▶ [Required action]:
Examine the records and identify each line that includes the string "below". Copy those lines.

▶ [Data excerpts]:
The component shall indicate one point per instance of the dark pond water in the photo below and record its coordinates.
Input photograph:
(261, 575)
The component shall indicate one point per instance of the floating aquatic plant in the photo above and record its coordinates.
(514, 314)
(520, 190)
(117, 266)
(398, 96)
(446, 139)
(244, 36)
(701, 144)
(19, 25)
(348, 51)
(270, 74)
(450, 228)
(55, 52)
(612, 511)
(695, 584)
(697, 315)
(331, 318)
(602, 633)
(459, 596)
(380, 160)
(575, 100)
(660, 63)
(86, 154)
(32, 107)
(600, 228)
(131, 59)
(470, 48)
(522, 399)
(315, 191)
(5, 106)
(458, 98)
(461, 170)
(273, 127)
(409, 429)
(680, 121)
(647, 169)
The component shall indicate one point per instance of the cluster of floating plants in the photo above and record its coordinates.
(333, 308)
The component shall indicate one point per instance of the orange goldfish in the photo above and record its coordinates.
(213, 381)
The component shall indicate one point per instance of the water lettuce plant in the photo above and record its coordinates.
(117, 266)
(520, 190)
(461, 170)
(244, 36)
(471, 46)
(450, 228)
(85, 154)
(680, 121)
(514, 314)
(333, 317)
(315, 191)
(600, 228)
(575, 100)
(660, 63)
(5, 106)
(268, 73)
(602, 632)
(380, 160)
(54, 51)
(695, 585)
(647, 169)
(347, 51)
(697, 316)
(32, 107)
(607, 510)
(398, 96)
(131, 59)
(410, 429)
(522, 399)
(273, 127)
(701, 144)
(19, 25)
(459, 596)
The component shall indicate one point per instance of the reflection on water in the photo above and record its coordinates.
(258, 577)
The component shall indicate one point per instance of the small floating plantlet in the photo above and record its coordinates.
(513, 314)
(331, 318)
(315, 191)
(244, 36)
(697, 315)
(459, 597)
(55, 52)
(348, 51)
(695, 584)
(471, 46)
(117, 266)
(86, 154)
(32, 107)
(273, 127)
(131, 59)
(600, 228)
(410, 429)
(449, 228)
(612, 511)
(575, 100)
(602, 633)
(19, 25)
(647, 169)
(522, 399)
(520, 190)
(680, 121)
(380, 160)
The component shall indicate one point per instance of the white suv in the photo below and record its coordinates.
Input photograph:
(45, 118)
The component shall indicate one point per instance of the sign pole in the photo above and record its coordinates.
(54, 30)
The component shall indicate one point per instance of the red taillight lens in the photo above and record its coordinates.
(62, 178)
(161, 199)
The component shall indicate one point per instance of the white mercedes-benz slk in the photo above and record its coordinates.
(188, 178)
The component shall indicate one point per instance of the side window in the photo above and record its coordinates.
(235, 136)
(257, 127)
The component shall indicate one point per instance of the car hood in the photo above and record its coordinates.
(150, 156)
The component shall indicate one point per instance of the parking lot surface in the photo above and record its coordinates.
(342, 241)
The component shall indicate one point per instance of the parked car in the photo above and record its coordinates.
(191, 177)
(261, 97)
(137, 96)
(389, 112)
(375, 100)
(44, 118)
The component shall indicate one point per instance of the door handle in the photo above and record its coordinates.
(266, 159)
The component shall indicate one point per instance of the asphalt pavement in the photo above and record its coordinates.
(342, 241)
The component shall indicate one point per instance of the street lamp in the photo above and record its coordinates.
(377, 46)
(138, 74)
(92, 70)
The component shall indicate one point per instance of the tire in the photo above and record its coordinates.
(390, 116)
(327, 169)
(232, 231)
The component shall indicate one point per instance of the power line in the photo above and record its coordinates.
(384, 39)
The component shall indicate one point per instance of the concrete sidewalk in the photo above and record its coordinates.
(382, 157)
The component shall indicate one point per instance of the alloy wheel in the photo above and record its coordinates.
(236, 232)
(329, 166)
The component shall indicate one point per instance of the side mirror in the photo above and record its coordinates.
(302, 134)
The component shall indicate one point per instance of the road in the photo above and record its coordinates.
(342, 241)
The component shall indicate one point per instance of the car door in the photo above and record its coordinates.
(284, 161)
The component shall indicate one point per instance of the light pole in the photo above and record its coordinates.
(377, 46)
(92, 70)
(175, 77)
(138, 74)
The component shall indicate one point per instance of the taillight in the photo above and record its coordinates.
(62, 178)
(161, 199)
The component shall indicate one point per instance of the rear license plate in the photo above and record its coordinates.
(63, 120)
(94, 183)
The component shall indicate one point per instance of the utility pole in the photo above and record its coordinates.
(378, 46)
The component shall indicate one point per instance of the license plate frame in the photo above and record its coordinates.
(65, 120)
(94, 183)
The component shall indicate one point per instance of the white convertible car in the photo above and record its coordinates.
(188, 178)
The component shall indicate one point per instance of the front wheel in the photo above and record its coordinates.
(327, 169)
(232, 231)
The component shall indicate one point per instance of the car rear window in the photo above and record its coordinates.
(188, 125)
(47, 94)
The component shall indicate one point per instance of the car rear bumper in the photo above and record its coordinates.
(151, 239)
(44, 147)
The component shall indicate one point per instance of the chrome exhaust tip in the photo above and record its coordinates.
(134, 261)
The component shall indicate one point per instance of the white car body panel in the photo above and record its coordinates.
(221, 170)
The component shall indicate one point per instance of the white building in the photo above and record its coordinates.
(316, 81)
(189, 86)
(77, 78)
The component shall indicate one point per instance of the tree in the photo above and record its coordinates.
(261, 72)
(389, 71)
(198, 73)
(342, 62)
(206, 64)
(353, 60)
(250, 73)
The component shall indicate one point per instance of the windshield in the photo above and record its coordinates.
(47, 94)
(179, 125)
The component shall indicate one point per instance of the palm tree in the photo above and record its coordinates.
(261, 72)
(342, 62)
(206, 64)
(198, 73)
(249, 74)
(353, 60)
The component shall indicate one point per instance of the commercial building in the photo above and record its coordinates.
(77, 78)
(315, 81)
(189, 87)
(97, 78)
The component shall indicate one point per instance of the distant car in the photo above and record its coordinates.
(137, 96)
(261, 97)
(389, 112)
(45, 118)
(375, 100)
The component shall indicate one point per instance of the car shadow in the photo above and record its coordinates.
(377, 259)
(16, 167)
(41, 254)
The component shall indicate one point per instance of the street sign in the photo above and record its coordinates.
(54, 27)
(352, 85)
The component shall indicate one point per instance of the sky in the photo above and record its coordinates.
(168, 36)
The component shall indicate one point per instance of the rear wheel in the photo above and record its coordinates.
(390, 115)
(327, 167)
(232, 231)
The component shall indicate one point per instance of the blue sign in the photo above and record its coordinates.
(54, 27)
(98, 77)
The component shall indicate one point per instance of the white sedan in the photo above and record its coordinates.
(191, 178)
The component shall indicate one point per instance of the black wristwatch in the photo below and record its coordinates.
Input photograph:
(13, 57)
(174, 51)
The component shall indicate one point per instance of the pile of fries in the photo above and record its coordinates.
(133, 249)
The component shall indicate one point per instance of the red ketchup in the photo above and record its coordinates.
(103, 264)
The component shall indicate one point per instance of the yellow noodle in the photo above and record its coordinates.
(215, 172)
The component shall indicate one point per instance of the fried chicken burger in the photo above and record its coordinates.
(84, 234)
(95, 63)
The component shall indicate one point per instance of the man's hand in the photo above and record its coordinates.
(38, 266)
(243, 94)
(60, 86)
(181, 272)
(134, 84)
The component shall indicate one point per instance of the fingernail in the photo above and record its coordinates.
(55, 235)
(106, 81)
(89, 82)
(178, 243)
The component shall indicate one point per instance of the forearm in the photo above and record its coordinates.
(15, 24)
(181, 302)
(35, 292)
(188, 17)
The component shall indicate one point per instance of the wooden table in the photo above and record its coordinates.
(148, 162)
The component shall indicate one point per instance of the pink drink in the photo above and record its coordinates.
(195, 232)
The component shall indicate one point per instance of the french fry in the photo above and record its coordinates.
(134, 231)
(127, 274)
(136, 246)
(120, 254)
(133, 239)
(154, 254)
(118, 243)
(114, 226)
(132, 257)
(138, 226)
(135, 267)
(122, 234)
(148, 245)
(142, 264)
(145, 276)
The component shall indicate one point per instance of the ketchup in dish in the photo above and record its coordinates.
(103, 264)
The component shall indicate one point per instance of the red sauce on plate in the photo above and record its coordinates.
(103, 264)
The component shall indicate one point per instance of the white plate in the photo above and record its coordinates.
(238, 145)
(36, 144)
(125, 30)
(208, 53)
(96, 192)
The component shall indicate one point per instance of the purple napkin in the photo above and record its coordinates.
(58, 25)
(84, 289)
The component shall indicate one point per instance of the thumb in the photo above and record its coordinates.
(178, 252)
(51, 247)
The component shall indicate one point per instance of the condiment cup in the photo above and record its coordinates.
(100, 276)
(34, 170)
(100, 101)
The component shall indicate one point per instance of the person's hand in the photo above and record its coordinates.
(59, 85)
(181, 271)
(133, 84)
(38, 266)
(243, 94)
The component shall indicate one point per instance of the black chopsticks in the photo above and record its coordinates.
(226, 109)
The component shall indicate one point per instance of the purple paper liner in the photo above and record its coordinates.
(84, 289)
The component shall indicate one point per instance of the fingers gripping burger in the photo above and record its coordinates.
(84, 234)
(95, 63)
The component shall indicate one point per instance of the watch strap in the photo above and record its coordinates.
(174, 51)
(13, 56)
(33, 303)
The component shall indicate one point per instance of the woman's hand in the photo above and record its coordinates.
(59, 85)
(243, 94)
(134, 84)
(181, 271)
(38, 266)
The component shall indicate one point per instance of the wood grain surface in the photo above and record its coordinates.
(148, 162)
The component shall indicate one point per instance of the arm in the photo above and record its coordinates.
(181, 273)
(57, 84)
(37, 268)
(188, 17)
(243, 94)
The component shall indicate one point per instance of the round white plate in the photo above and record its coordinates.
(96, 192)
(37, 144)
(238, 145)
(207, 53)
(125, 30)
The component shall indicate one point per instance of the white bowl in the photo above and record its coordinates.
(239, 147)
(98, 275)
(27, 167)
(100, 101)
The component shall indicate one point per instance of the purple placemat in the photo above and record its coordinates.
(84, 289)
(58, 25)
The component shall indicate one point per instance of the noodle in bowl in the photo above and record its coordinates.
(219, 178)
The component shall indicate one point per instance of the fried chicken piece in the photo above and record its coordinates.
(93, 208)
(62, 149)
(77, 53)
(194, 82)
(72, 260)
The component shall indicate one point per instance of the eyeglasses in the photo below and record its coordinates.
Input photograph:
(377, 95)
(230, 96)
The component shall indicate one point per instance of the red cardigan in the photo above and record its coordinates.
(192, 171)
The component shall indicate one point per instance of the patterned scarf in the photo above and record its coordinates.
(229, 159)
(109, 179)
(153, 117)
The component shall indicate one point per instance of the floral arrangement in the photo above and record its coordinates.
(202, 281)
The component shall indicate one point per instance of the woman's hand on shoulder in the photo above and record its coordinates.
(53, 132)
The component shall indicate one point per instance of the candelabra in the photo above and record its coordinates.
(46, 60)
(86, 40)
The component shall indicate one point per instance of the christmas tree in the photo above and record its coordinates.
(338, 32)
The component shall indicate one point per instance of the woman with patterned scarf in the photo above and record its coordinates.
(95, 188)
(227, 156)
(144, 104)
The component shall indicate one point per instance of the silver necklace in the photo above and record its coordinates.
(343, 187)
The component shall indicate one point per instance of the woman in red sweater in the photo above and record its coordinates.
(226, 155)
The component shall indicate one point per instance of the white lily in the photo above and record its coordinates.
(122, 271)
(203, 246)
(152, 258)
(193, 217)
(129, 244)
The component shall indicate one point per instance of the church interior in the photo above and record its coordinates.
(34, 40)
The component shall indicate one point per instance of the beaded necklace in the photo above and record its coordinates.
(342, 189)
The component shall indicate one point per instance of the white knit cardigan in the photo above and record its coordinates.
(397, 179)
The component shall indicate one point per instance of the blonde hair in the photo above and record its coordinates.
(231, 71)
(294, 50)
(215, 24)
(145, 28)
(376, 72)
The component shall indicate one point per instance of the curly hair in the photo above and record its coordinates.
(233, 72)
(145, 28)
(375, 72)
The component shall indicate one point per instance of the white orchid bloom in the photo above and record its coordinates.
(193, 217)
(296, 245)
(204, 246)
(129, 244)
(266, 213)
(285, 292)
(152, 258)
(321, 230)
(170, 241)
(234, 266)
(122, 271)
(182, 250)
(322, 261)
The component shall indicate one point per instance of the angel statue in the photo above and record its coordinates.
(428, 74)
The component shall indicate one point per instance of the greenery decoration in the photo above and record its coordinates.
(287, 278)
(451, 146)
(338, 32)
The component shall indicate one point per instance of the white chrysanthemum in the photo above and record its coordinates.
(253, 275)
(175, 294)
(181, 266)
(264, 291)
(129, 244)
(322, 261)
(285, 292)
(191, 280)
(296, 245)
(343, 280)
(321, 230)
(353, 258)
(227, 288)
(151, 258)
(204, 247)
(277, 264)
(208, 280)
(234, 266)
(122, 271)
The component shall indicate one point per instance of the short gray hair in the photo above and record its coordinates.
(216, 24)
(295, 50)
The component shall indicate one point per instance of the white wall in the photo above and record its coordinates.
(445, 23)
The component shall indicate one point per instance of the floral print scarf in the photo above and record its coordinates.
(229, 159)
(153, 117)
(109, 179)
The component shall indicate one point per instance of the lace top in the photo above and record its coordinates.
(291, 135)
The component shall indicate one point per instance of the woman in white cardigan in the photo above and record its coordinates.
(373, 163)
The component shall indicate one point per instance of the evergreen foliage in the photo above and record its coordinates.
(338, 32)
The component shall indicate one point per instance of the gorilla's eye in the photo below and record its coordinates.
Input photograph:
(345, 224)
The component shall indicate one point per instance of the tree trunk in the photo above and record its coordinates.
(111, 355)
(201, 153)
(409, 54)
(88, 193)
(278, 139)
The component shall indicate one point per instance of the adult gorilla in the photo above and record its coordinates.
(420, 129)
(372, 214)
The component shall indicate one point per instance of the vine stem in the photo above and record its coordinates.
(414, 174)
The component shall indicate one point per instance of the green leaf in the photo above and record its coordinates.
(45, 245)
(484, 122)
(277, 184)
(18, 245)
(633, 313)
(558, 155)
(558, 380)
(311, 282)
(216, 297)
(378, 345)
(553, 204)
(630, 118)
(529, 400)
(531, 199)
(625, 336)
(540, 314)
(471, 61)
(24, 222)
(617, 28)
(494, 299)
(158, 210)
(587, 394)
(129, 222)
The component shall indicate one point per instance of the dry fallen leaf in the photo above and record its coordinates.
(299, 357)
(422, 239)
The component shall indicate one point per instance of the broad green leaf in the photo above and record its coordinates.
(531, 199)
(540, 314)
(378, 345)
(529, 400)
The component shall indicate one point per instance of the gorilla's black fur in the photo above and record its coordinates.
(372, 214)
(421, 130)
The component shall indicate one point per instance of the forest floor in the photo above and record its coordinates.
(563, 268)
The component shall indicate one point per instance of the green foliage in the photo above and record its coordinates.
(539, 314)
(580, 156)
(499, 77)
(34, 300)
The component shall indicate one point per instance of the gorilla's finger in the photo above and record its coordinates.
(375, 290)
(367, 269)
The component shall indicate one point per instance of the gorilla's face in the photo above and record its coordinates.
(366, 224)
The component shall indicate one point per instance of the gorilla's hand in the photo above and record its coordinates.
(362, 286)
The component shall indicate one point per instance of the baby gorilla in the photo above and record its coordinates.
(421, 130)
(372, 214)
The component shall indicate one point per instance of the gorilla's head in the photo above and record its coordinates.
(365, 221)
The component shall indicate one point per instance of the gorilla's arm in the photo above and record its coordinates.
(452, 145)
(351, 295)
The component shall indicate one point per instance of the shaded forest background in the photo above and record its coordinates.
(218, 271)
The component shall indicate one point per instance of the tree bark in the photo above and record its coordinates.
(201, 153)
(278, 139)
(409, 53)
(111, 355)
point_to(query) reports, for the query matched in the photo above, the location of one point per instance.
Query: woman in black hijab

▶ [Written answer]:
The component shall indicate one point per instance of the dark pond water in the photo below and record its coordinates.
The component shall indicate one point per instance of the white suv in the photo below and record its coordinates.
The component shall indicate one point per instance of the black wristwatch in the photo below and record its coordinates.
The component shall indicate one point per instance of the eyeglasses in the photo below and record its coordinates.
The component shall indicate one point per instance of the gorilla's eye in the photo below and record its coordinates.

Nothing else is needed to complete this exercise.